## To do
1) Answer these questions from the article on the UCA martyrs.
(a) How many years after the killings was Cardinal Czerny's letter written?
(b) On what date did the murders take place?
(c) Which of the murdered Jesuits was rector of UCA?
2) Reproduce word for word the part of the article on the UCA martyrs starting with "In a letter" and going on through "16 November 1989.".
3) Resume the article on the UCA martyrs after its last sentence.

## Source passage
* * * *

El Salvador remembers the University of Central America (UCA) martyrs El Salvador remembers the University of Central America (UCA) martyrs  

Cardinal Czerny remembers martyrdom of Jesuits in El Salvador

In a letter 32 years after the killing of six priests and their housekeeper and daughter on the campus of the University of Central America (UCA) in San Salvador, Cardinal Michael Czerny remembers their sacrifice and stresses that the Church must reach out to those suffering, listening to the poor and always reforming to improve its outreach.

By Benedetta Capelli

Three wooden memorials are planted at the site of martyrdom that bloom and become a sign of resurrection. This is the image that Cardinal Michael Czerny, undersecretary of the Migrants and Refugees Section of the Dicastery for Promoting Integral Human Development, proposed in his letter on the occasion of the 32nd anniversary of the murders on 16 November 1989.

The crime took place on the campus of the University of Central America (UCA) in San Salvador, El Salvador, when six Jesuits - Fr. Ignacio Ellacuría, rector of UCA, philosopher and theologian; Ignacio Martín-Baró; Segundo Montes; Amando López; Joaquín López y López; Juan Ramón Moreno Pardo; and collaborator Elba Julia Ramos together with her daughter Celina Ramos - were killed.

* * * *

## Stored rows
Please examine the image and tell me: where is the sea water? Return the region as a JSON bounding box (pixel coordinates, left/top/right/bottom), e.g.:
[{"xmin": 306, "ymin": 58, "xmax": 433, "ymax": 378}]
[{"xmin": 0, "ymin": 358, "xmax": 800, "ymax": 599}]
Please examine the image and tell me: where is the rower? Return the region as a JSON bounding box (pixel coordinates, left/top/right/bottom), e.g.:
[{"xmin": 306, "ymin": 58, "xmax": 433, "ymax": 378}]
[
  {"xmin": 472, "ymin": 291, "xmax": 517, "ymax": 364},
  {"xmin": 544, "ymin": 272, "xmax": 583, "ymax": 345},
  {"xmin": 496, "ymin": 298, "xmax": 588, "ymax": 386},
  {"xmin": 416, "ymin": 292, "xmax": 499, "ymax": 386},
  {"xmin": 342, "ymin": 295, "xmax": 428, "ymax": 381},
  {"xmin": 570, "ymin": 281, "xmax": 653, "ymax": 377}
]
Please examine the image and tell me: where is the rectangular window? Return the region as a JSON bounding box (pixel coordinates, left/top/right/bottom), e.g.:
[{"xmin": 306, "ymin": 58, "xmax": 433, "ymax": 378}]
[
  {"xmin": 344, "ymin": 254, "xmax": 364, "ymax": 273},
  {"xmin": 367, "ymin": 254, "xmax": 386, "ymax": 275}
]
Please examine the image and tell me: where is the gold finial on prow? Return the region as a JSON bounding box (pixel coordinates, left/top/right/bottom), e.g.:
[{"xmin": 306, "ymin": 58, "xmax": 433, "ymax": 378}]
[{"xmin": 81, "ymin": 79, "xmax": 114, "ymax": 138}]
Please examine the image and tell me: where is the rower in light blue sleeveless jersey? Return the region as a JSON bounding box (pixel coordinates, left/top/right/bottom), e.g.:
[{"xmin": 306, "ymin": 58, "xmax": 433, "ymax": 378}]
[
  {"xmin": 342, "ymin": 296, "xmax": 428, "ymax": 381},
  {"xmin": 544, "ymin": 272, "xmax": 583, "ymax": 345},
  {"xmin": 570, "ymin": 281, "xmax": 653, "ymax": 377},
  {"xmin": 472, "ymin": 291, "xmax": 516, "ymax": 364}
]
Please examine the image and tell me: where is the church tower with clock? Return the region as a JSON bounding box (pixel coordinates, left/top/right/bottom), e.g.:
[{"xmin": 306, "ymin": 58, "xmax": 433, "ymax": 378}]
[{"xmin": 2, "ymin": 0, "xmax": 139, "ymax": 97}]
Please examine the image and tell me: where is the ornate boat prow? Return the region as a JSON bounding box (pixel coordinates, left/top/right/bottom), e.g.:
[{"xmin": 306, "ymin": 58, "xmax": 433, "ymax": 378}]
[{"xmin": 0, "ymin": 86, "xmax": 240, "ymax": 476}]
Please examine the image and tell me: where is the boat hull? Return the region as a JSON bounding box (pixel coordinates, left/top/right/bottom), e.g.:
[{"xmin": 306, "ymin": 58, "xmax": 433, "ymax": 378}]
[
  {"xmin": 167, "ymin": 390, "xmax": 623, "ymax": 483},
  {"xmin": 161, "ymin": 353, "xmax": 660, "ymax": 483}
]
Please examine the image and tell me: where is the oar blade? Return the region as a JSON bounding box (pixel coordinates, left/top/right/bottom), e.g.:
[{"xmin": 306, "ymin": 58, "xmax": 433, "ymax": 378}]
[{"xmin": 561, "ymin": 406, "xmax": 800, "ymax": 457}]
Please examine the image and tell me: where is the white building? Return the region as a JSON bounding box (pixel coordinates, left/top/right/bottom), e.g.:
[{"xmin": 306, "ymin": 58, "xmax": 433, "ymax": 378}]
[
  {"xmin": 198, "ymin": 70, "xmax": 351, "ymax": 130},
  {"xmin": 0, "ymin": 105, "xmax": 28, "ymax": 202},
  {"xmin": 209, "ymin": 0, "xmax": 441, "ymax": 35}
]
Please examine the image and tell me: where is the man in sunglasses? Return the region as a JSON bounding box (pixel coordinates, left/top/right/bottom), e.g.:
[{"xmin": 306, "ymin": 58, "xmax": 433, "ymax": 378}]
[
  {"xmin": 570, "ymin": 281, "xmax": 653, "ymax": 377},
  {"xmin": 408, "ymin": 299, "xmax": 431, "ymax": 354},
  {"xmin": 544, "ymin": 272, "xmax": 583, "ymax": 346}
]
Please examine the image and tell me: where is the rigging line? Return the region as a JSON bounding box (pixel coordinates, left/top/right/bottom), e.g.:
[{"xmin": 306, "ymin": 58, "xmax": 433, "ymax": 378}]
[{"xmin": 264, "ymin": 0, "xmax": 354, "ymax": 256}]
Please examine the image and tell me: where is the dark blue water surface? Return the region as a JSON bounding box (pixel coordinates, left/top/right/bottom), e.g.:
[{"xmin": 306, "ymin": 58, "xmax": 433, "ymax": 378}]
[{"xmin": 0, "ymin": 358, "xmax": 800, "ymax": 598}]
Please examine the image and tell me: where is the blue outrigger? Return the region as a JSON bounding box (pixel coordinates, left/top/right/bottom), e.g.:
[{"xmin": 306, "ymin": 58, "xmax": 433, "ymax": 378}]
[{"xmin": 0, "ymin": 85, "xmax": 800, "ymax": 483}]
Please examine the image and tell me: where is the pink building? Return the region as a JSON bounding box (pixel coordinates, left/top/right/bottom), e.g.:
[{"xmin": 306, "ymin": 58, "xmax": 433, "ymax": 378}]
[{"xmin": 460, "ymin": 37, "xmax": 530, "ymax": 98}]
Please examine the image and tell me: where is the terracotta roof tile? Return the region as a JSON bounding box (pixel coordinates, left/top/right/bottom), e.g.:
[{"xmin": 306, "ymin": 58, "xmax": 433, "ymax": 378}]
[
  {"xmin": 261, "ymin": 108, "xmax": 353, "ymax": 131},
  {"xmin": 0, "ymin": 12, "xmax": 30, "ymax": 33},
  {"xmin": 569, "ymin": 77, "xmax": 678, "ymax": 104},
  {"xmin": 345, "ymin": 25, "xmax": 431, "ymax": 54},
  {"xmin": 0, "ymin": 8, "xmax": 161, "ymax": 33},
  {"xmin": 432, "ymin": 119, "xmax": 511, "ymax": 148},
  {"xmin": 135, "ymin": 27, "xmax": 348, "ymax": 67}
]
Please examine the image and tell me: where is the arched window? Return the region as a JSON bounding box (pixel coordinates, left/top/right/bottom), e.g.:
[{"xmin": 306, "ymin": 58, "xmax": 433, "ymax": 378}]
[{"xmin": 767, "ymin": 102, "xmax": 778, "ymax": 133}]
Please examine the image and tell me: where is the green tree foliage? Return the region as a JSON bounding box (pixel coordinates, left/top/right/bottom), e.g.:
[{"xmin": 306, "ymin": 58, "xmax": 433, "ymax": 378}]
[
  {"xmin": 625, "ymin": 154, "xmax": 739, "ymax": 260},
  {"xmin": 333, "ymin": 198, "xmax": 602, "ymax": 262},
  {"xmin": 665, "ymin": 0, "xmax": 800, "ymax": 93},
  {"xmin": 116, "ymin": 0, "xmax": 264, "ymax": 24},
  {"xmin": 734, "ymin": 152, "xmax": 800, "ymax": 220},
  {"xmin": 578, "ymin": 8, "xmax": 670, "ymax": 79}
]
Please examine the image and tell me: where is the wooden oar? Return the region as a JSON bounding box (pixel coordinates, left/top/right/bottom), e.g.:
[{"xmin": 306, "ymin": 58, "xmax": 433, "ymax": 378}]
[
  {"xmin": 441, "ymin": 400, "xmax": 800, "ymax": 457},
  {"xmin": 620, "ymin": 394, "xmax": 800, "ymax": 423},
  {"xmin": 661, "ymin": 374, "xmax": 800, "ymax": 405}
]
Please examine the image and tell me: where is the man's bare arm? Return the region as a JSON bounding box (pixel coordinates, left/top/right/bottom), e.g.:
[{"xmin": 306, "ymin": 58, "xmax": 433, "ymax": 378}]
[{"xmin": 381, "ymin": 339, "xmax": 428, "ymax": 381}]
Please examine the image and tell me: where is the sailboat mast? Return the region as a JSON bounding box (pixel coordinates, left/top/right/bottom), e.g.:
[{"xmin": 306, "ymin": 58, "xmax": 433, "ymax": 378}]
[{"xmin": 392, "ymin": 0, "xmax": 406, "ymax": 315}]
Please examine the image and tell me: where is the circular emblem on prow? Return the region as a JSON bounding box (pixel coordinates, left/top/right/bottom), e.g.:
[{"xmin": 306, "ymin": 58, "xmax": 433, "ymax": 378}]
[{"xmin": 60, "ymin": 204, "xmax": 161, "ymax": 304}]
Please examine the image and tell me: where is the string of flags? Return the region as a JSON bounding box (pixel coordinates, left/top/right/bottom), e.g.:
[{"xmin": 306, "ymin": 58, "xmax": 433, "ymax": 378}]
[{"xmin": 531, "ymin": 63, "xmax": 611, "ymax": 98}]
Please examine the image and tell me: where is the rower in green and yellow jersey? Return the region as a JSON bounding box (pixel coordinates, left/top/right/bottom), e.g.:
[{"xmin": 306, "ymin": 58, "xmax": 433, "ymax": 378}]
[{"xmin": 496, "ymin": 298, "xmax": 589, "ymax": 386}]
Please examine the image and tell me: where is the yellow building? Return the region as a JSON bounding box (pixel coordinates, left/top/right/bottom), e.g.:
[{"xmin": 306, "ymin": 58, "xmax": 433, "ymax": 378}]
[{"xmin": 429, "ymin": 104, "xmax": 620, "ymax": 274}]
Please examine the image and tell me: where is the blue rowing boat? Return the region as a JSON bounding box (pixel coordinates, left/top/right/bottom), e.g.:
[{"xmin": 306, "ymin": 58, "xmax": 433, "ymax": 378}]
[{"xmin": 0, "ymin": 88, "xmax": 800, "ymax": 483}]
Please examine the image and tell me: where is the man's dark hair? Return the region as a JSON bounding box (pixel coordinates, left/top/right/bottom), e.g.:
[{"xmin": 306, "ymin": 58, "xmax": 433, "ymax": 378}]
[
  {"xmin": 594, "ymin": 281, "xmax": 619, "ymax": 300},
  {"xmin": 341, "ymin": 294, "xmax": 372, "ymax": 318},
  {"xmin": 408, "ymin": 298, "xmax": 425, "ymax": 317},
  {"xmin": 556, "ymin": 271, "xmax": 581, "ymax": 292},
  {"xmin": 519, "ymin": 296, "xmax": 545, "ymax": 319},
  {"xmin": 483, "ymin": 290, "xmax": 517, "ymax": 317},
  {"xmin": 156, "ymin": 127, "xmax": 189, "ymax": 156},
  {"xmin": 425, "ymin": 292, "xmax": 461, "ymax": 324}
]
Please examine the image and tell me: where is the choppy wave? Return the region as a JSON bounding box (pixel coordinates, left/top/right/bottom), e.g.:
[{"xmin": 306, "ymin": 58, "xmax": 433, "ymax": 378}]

* * * *

## Answers by task
1)
(a) 32 years.
(b) 16 November 1989.
(c) Fr. Ignacio Ellacuría.

2)
In a letter 32 years after the killing of six priests and their housekeeper and daughter on the campus of the University of Central America (UCA) in San Salvador, Cardinal Michael Czerny remembers their sacrifice and stresses that the Church must reach out to those suffering, listening to the poor and always reforming to improve its outreach.

By Benedetta Capelli

Three wooden memorials are planted at the site of martyrdom that bloom and become a sign of resurrection. This is the image that Cardinal Michael Czerny, undersecretary of the Migrants and Refugees Section of the Dicastery for Promoting Integral Human Development, proposed in his letter on the occasion of the 32nd anniversary of the murders on 16 November 1989.

3)
Signs of hope in the Church

Cardinal Czerny underscored that Tuesday's celebration "is set in an ecclesial and national context full of political disenchantment and worrying signs around the world" but at the same time there are "signs of hope in the Church" such as the forthcoming beatification of Father Rutilio Grande, on 22 January 2022, along with Manuel Solórzano, and the young Nelson Lemus.

They were murdered together on 12 March 1977 between Aguilares and El Paisnal. The Cardinal also recalled the beatification of Father Cosme Spessotto, "a Franciscan Friar Minor, of Italian nationality, assassinated in 1980 in the church of San Juan Nonualco," where he had been a parish priest for 27 years.

Cardinal Czerny noted that the repression around Aguilares was so "brutal" that it prevented the possibility of any monument to his memory except in the years to come with the three wooden pieces found that the Cardinal saw when he went to pray in that place.

Friendship in the Lord

"The assassination of Rutilio Grande," Cardinal Czerny wrote, "was of fundamental importance to St. Oscar Arnulfo Romero, then archbishop of San Salvador, who spent much of the night vigil before Rutilio's corpse," as theirs was "a long friendship in the Lord".

But his murder also shocked the martyrs being remembered today. "They were deeply moved by the events of Aguilares and some of them drew closer to the poor, more committed."

"Rutilio," said the Cardinal, "was an assiduous frequenter of the UCA university residence", had a "playful and endearing style" so much so that he affectionately called the Jesuits "the masters of Israel".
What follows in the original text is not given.